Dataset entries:
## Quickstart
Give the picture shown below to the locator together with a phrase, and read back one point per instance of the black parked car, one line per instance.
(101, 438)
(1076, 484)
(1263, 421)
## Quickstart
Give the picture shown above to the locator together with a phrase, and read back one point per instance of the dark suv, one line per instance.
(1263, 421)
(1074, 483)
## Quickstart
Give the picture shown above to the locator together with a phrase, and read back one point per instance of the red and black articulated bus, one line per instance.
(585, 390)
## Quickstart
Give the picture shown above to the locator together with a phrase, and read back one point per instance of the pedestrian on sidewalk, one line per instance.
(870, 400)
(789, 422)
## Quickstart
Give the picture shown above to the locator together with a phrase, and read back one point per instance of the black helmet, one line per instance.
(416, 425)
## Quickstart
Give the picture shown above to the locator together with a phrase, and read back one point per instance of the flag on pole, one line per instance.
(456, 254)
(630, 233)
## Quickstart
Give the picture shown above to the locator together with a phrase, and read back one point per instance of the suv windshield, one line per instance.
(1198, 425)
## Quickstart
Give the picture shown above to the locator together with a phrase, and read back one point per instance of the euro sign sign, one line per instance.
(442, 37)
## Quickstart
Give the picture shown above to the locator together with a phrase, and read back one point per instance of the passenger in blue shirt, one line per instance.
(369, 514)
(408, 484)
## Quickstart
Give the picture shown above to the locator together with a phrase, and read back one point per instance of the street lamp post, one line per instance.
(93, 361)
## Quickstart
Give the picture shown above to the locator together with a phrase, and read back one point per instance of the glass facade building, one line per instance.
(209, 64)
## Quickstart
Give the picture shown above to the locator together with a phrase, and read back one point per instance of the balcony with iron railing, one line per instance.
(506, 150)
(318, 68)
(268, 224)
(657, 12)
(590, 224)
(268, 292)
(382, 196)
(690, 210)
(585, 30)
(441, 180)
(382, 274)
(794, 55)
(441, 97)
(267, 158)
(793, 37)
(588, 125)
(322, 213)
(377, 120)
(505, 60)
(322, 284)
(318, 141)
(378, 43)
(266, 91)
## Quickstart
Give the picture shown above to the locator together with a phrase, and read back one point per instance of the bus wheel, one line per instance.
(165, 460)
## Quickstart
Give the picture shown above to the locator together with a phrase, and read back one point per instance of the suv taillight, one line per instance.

Do this: Echo the stretch of lines from the start of the records through the line containing "(1074, 483)", including both ends.

Reply:
## Quickstart
Give the picture shown below to the locator together with a phrase, and read back one point per instance of the black parked car, one line per instance.
(101, 438)
(1076, 484)
(1263, 421)
## Quickstart
Give the picture shown above to the locator together with a phrase, and read back one point per instance of the dark suv, one line per instance.
(1263, 421)
(1074, 483)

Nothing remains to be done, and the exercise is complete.